> Task description
Continue the text about breastfeeding latch and Claire's story, beginning right after its last line.

His chin is tucked in firmly to the underside of the breast.

Baby’s top lip barely covers mom’s nipple.  Baby’s mouth is assymetrical in relation to mom’s areola. The areola is clearly visible above the top lip but the lower part is covered by baby’s mouth.  (Note:  The appearance of the latch will differ slightly with each mom due to anatomical variations.)

Baby’s mouth is open wide.  The corners of his lips are not touching.

Most importantly, baby is drinking and mother is comfortable!  Click here to see this baby in action and hear the swallows!

Claire’s Breastfeeding Story

June 14, 2010

The mother in the video contacted me when her baby was 5 weeks old. Her first week of breastfeeding resulted in cracked, bleeding nipples and a bacterial infection. Her nipples were so sore, she had to stop breastfeeding. She did, however, pump regularly to preserve her milk supply. Breastfeeding was important to Claire. She had fond memories of nursing her first daughter. She desperately wanted to nurse this new baby as well; but was afraid to try again.

Claire told me her story and asked for help to breastfeed her newborn daughter without pain. She was concerned that, after 4 weeks of bottle-feeding, her baby may not want to breastfeed. She was also concerned about her milk supply—she was not able to “keep up” with her baby—needing to supplement with some formula each day.

Needless to say, Claire was nervous about trying breastfeeding again. The memories of that first week of pain were still vivid. We worked on getting the latch just right—making sure baby’s mouth was open wide enough. Claire had lots of guided practice to help her baby latch deeply onto the breast well behind the nipple. Her baby daughter was happy to cooperate.

To view a video clip of one of Claire’s practice sessions, click here. But first, read on for a brief description of what you will see.

As you watch the clip, notice the position of the baby relative to Claire’s breast. The baby is slightly under the breast and her upper lip is lined up with the nipple. When baby opens wide, Claire quickly brings the baby all the way to the breast. Baby’s top lip barely covers the nipple. In her effort to help her baby to latch deeply enough, she goes just a bit too far, but she adjusts her baby’s position accordingly when she knows the latch feels right.

Claire generously provided this video in hopes of helping other breastfeeding mothers. She and her infant daughter are now a happy breastfeeding couple. Her milk supply increased when she started breastfeeding again and her baby is thriving without supplements.

See also, “Cross Cradle Latch with Claire” for video.

> Information
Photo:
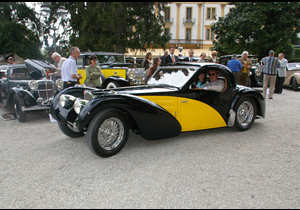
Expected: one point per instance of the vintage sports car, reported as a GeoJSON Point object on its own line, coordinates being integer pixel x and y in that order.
{"type": "Point", "coordinates": [26, 87]}
{"type": "Point", "coordinates": [165, 107]}
{"type": "Point", "coordinates": [292, 76]}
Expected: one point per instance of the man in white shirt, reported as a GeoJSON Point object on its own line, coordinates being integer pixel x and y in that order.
{"type": "Point", "coordinates": [69, 68]}
{"type": "Point", "coordinates": [59, 60]}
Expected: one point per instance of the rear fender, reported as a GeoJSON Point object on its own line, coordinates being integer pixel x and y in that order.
{"type": "Point", "coordinates": [152, 121]}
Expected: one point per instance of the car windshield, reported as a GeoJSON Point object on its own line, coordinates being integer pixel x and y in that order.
{"type": "Point", "coordinates": [171, 76]}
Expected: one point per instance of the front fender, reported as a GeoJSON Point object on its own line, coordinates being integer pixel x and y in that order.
{"type": "Point", "coordinates": [153, 121]}
{"type": "Point", "coordinates": [122, 81]}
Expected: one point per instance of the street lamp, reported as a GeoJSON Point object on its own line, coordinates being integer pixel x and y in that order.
{"type": "Point", "coordinates": [60, 12]}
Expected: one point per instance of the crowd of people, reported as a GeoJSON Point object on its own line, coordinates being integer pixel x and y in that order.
{"type": "Point", "coordinates": [274, 69]}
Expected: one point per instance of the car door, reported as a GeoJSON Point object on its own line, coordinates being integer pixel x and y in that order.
{"type": "Point", "coordinates": [203, 109]}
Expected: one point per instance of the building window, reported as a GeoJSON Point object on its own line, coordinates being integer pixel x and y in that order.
{"type": "Point", "coordinates": [211, 13]}
{"type": "Point", "coordinates": [167, 14]}
{"type": "Point", "coordinates": [188, 33]}
{"type": "Point", "coordinates": [209, 35]}
{"type": "Point", "coordinates": [189, 14]}
{"type": "Point", "coordinates": [167, 31]}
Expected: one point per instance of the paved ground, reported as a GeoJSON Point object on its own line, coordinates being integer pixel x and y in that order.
{"type": "Point", "coordinates": [219, 168]}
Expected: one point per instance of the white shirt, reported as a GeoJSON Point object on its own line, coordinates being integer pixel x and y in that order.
{"type": "Point", "coordinates": [68, 68]}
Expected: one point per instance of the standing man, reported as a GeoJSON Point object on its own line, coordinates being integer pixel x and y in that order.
{"type": "Point", "coordinates": [202, 57]}
{"type": "Point", "coordinates": [165, 54]}
{"type": "Point", "coordinates": [11, 60]}
{"type": "Point", "coordinates": [190, 58]}
{"type": "Point", "coordinates": [235, 66]}
{"type": "Point", "coordinates": [245, 70]}
{"type": "Point", "coordinates": [69, 68]}
{"type": "Point", "coordinates": [59, 60]}
{"type": "Point", "coordinates": [213, 57]}
{"type": "Point", "coordinates": [171, 57]}
{"type": "Point", "coordinates": [270, 72]}
{"type": "Point", "coordinates": [281, 73]}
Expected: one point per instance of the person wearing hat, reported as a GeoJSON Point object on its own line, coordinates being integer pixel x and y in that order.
{"type": "Point", "coordinates": [271, 63]}
{"type": "Point", "coordinates": [59, 60]}
{"type": "Point", "coordinates": [213, 57]}
{"type": "Point", "coordinates": [235, 66]}
{"type": "Point", "coordinates": [11, 60]}
{"type": "Point", "coordinates": [245, 70]}
{"type": "Point", "coordinates": [93, 73]}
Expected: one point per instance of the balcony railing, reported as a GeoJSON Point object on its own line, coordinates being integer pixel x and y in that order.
{"type": "Point", "coordinates": [189, 20]}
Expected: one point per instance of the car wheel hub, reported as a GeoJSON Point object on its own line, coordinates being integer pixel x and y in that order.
{"type": "Point", "coordinates": [245, 113]}
{"type": "Point", "coordinates": [110, 133]}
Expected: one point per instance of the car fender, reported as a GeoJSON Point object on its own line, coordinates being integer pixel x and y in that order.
{"type": "Point", "coordinates": [122, 81]}
{"type": "Point", "coordinates": [152, 120]}
{"type": "Point", "coordinates": [243, 92]}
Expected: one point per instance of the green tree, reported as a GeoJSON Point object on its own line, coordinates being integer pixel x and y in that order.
{"type": "Point", "coordinates": [258, 27]}
{"type": "Point", "coordinates": [15, 36]}
{"type": "Point", "coordinates": [114, 26]}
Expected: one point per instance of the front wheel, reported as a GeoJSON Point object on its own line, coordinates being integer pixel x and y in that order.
{"type": "Point", "coordinates": [245, 114]}
{"type": "Point", "coordinates": [20, 115]}
{"type": "Point", "coordinates": [67, 130]}
{"type": "Point", "coordinates": [108, 133]}
{"type": "Point", "coordinates": [294, 84]}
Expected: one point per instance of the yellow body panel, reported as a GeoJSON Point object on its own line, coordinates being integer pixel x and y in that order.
{"type": "Point", "coordinates": [191, 114]}
{"type": "Point", "coordinates": [106, 72]}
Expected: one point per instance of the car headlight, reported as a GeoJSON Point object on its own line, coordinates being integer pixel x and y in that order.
{"type": "Point", "coordinates": [131, 74]}
{"type": "Point", "coordinates": [65, 97]}
{"type": "Point", "coordinates": [146, 73]}
{"type": "Point", "coordinates": [33, 85]}
{"type": "Point", "coordinates": [78, 104]}
{"type": "Point", "coordinates": [59, 83]}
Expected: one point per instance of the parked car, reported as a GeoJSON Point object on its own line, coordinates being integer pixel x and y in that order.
{"type": "Point", "coordinates": [293, 76]}
{"type": "Point", "coordinates": [165, 107]}
{"type": "Point", "coordinates": [256, 77]}
{"type": "Point", "coordinates": [26, 87]}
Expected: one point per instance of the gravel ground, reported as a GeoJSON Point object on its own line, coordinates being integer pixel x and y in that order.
{"type": "Point", "coordinates": [218, 168]}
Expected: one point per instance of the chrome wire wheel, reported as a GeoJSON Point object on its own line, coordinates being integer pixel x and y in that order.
{"type": "Point", "coordinates": [110, 133]}
{"type": "Point", "coordinates": [245, 113]}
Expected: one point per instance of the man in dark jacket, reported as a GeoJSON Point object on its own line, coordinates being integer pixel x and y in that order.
{"type": "Point", "coordinates": [190, 58]}
{"type": "Point", "coordinates": [170, 58]}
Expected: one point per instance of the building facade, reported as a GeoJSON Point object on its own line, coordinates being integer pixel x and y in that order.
{"type": "Point", "coordinates": [189, 24]}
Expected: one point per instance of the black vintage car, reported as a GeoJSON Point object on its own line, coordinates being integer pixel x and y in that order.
{"type": "Point", "coordinates": [256, 77]}
{"type": "Point", "coordinates": [26, 87]}
{"type": "Point", "coordinates": [166, 106]}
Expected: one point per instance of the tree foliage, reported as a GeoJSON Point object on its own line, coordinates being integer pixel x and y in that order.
{"type": "Point", "coordinates": [258, 27]}
{"type": "Point", "coordinates": [15, 36]}
{"type": "Point", "coordinates": [114, 26]}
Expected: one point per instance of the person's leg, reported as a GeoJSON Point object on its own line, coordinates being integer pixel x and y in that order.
{"type": "Point", "coordinates": [266, 84]}
{"type": "Point", "coordinates": [272, 85]}
{"type": "Point", "coordinates": [277, 85]}
{"type": "Point", "coordinates": [281, 81]}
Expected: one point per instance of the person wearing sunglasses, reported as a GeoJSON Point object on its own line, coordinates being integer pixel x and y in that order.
{"type": "Point", "coordinates": [215, 83]}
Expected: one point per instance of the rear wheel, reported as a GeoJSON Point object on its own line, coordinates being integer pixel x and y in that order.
{"type": "Point", "coordinates": [113, 84]}
{"type": "Point", "coordinates": [20, 115]}
{"type": "Point", "coordinates": [67, 130]}
{"type": "Point", "coordinates": [245, 114]}
{"type": "Point", "coordinates": [108, 133]}
{"type": "Point", "coordinates": [294, 84]}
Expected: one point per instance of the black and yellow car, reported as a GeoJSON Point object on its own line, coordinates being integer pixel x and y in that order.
{"type": "Point", "coordinates": [165, 107]}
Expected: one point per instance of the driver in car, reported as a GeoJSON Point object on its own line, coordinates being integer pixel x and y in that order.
{"type": "Point", "coordinates": [215, 83]}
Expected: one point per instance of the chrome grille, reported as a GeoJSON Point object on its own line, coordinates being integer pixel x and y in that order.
{"type": "Point", "coordinates": [46, 89]}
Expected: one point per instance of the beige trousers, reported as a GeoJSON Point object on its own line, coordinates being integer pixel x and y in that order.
{"type": "Point", "coordinates": [272, 80]}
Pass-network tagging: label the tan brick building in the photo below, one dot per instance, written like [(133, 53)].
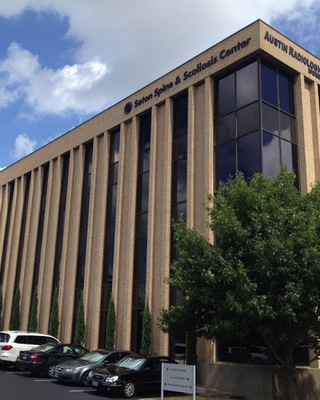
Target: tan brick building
[(91, 211)]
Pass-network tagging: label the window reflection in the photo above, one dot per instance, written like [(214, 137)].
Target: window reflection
[(248, 119), (270, 119), (269, 84), (249, 155), (226, 95), (271, 155), (226, 161), (247, 84), (244, 142), (225, 128)]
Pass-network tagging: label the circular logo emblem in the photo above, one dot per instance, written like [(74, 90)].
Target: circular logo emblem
[(128, 108)]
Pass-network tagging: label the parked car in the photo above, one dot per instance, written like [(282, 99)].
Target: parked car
[(77, 371), (43, 359), (258, 355), (12, 342), (130, 375), (236, 354)]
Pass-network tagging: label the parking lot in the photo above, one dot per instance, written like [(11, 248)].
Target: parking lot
[(22, 385)]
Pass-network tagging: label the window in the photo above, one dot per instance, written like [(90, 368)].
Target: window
[(254, 133)]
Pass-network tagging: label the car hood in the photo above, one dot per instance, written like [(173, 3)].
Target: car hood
[(114, 371)]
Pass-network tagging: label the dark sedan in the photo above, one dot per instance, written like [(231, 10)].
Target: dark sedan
[(43, 359), (77, 371), (130, 375)]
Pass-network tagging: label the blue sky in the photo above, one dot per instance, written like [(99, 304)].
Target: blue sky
[(64, 61)]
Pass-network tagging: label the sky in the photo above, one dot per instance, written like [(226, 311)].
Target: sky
[(64, 61)]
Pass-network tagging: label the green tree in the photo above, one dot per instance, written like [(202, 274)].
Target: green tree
[(146, 340), (80, 331), (33, 320), (15, 316), (1, 307), (54, 315), (111, 325), (261, 276)]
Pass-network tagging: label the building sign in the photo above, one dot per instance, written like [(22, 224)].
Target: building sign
[(166, 86), (313, 68), (178, 378)]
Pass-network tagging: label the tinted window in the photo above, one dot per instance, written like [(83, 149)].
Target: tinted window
[(270, 119), (286, 94), (288, 127), (247, 84), (248, 119), (226, 160), (269, 85), (225, 128), (249, 156), (226, 94), (271, 155)]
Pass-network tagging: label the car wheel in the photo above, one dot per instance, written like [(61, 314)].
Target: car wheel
[(50, 370), (129, 389), (84, 379)]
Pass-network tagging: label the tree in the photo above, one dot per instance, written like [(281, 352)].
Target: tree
[(54, 315), (15, 316), (146, 340), (111, 325), (33, 321), (263, 270), (80, 325)]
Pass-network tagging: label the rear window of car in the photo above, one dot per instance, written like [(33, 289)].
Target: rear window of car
[(4, 337), (34, 339)]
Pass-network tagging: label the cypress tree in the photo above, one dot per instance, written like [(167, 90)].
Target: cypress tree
[(33, 321), (111, 325), (146, 340), (80, 326), (54, 315), (0, 307), (15, 316)]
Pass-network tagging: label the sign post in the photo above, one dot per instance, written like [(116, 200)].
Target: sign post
[(178, 378)]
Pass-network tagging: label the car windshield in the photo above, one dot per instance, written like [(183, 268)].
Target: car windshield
[(45, 347), (94, 356), (131, 363), (4, 337)]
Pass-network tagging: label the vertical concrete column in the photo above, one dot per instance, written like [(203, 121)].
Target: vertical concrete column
[(125, 231), (305, 134), (315, 122), (200, 153), (12, 250), (29, 248), (70, 243), (159, 226), (48, 247), (95, 241), (4, 199)]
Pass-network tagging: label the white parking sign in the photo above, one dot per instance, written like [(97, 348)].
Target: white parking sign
[(178, 378)]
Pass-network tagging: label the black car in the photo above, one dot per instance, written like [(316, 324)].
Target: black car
[(77, 371), (132, 374), (43, 359)]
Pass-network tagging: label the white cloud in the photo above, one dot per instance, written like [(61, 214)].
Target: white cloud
[(46, 90), (23, 146), (124, 45)]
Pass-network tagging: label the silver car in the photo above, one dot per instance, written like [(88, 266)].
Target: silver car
[(77, 371)]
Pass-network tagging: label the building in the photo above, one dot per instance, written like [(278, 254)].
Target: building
[(91, 211)]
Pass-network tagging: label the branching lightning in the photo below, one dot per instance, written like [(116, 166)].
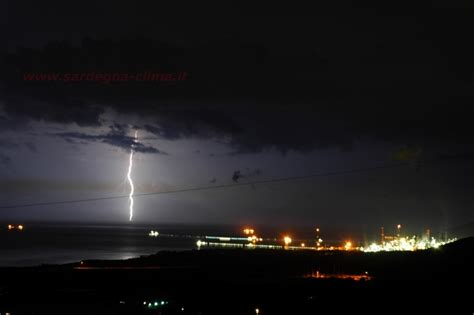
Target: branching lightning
[(129, 177)]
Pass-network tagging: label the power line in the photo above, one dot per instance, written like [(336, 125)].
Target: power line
[(202, 188), (274, 180)]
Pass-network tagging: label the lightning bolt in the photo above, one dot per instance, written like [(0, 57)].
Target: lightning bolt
[(129, 176)]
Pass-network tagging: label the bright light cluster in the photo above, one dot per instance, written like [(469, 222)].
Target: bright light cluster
[(405, 244), (153, 233)]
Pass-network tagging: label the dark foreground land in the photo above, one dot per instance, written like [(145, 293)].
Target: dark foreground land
[(240, 281)]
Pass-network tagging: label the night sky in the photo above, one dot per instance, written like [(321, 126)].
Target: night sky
[(272, 91)]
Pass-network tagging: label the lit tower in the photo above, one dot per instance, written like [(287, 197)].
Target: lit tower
[(318, 237), (382, 236)]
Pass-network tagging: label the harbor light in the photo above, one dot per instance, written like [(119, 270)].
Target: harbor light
[(348, 246)]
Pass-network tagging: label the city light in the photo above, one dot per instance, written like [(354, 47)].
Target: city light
[(249, 231), (405, 244), (153, 233), (348, 246)]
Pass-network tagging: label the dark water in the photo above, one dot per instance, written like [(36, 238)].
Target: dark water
[(60, 243)]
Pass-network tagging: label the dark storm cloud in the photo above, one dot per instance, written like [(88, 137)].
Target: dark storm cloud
[(291, 83), (4, 159), (114, 139)]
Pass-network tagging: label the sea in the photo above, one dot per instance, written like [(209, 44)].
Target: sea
[(45, 243), (60, 243)]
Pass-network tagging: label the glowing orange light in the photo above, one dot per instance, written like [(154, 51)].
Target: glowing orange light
[(348, 246), (248, 231)]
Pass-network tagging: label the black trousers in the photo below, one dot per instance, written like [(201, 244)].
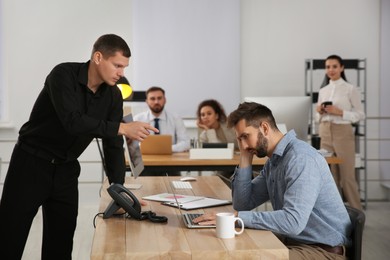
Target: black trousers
[(32, 182)]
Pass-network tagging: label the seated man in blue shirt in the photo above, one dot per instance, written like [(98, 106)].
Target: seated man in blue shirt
[(308, 213), (169, 124)]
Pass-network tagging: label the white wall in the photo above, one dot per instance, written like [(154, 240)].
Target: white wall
[(276, 37)]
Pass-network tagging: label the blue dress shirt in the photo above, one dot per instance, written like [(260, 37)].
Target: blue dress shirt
[(307, 206)]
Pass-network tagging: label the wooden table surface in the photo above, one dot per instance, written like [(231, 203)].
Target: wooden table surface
[(182, 162), (121, 238)]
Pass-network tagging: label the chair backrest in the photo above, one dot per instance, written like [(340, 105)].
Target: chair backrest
[(358, 219)]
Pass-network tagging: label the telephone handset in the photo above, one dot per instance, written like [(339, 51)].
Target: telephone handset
[(122, 198)]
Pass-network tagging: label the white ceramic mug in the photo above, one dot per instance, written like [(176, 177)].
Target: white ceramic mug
[(226, 225)]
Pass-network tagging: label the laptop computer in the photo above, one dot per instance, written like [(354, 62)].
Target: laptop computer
[(188, 217), (157, 144)]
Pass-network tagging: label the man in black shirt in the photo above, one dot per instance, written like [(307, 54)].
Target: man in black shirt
[(79, 101)]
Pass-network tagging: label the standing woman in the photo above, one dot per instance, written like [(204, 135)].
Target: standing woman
[(339, 105), (212, 123)]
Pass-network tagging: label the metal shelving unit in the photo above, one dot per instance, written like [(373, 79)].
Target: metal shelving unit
[(313, 83)]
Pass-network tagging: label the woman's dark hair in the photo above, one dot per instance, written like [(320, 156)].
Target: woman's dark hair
[(253, 113), (109, 44), (216, 106), (341, 62)]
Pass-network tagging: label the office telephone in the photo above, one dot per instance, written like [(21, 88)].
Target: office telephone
[(123, 198)]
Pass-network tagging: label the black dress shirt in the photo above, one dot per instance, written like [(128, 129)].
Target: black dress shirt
[(67, 115)]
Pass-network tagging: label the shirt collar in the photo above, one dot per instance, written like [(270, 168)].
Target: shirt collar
[(162, 116), (337, 82)]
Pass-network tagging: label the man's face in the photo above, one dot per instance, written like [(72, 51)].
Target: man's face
[(156, 101), (251, 139), (112, 68)]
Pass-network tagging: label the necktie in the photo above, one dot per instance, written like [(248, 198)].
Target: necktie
[(156, 125)]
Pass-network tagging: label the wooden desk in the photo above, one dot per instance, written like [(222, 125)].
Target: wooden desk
[(182, 162), (120, 238)]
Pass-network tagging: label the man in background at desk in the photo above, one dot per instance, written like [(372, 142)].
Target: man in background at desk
[(167, 123), (308, 213)]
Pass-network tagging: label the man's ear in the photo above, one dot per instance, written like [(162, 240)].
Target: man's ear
[(97, 57), (264, 128)]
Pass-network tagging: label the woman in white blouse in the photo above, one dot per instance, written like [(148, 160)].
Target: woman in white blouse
[(339, 106), (212, 123)]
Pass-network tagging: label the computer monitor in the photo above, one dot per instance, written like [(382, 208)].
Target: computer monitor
[(134, 152), (294, 112)]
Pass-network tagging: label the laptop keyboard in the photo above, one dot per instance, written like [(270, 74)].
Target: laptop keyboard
[(181, 185), (192, 216)]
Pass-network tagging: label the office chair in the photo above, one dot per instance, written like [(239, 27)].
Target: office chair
[(358, 219)]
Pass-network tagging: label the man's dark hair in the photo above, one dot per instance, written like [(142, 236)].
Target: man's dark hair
[(109, 44), (216, 106), (253, 113), (154, 88)]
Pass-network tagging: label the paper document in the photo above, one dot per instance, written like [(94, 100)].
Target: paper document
[(169, 197), (200, 203)]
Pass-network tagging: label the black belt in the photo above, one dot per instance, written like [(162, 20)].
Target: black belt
[(39, 153), (331, 249)]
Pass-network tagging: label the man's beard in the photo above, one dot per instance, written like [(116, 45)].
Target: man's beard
[(157, 109), (261, 145)]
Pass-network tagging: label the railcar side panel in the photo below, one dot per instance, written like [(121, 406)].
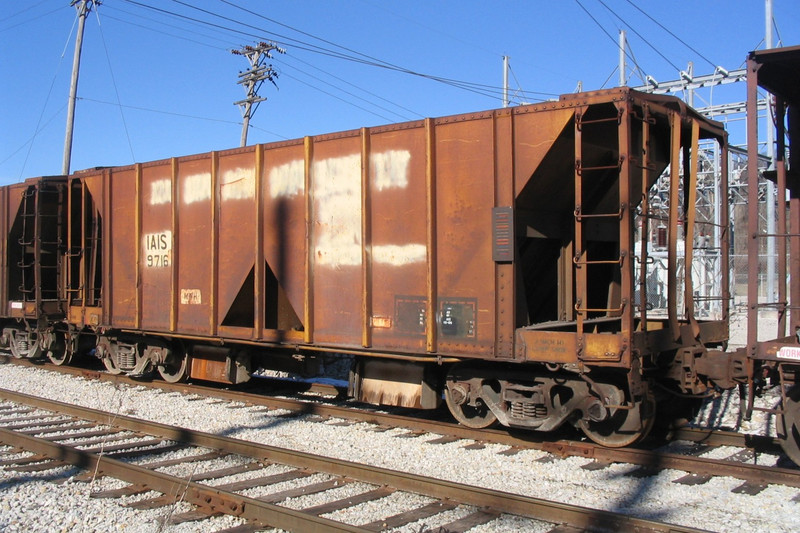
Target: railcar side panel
[(237, 228), (157, 244), (398, 252), (4, 226), (285, 251), (122, 297), (337, 241), (193, 245), (465, 272)]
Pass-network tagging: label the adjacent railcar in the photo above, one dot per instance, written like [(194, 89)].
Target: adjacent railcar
[(487, 259), (776, 71)]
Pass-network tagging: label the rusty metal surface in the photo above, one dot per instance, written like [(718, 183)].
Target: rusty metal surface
[(277, 516), (381, 240), (516, 440)]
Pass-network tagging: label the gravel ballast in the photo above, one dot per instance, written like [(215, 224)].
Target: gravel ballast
[(31, 502)]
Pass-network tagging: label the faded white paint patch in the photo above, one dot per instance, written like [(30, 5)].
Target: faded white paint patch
[(197, 188), (191, 297), (160, 192), (399, 255), (337, 206), (238, 184), (287, 179), (157, 249), (390, 169)]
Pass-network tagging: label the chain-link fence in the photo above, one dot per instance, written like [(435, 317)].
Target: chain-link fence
[(706, 242)]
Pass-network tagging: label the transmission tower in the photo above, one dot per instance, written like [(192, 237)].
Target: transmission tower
[(252, 79)]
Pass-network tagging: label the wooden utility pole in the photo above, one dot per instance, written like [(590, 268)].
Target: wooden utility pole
[(83, 7), (253, 78)]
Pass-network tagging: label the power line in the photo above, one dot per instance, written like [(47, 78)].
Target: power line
[(684, 43), (114, 83), (648, 43)]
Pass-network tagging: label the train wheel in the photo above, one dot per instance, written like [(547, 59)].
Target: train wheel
[(60, 352), (478, 416), (174, 369), (55, 346), (23, 344), (625, 427), (105, 351), (788, 425)]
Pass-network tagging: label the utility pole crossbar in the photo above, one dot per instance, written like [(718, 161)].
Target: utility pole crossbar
[(83, 7), (253, 78)]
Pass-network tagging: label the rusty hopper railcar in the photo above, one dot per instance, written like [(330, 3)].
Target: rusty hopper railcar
[(778, 72), (488, 258)]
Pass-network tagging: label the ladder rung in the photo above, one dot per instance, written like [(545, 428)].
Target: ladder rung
[(579, 216), (579, 122), (582, 169), (604, 262), (762, 235), (588, 310)]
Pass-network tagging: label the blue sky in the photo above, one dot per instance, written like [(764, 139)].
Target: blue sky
[(158, 78)]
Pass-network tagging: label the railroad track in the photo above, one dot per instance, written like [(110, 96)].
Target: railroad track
[(134, 451), (740, 464)]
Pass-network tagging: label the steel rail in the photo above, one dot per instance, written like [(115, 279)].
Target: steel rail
[(504, 502), (524, 440)]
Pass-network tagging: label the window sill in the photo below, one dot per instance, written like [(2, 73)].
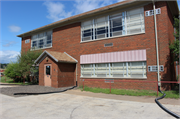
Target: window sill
[(112, 37), (142, 78), (41, 48)]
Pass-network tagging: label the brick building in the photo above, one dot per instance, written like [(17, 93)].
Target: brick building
[(114, 42)]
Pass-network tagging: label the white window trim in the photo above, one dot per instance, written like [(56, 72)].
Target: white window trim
[(125, 21), (112, 37), (127, 71)]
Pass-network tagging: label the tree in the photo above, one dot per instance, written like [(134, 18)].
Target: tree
[(174, 47)]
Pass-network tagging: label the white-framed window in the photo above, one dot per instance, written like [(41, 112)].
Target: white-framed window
[(27, 41), (122, 23), (117, 24), (115, 70), (101, 27), (87, 30), (135, 21), (42, 40)]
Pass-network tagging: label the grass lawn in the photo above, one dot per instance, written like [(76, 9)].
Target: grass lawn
[(169, 94), (10, 81)]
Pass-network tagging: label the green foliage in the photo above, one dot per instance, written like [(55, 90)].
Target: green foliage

> Expected answer
Cross Cradle Latch with Claire

June 14, 2010

Notice the position of the baby relative to mom’s breast.  The baby is slightly under the breast and her top lip is aligned with the nipple. Mom waits for the baby to open wide.  When latched correctly, baby’s top lip barely covers the nipple.   See “Claire’s Story” for more detail about this video clip.

Never Wake a Sleeping Baby?

June 9, 2010

Newborn sleeping

Breastfeeding seemed to go OK at first. After all, the baby was nursing a lot and slept well. It didn’t seem right to the new mom that her 1-week-old baby slept 6-8 hour stretches, but everyone said “don’t worry.” A pediatric visit at 2 weeks confirmed this mom’s worst fears. Her baby had lost weight!  She was told to supplement with formula and contact a lactation consultant.

I met with this mom a few days later. She explained to me that her nipples had been cracked and bleeding from day 1. Baby was fussy after feedings but slept for hours with the help of a pacifier. Since the baby slept so much, she thought he was getting enough milk.

At first glance, the baby appeared to be eating well, but there were early warning signs. Sore nipples indicated a poor latch. The baby was often at the breast for an hour at a time and not satisfied after feedings. His urine was concentrated and poopy diapers were rare.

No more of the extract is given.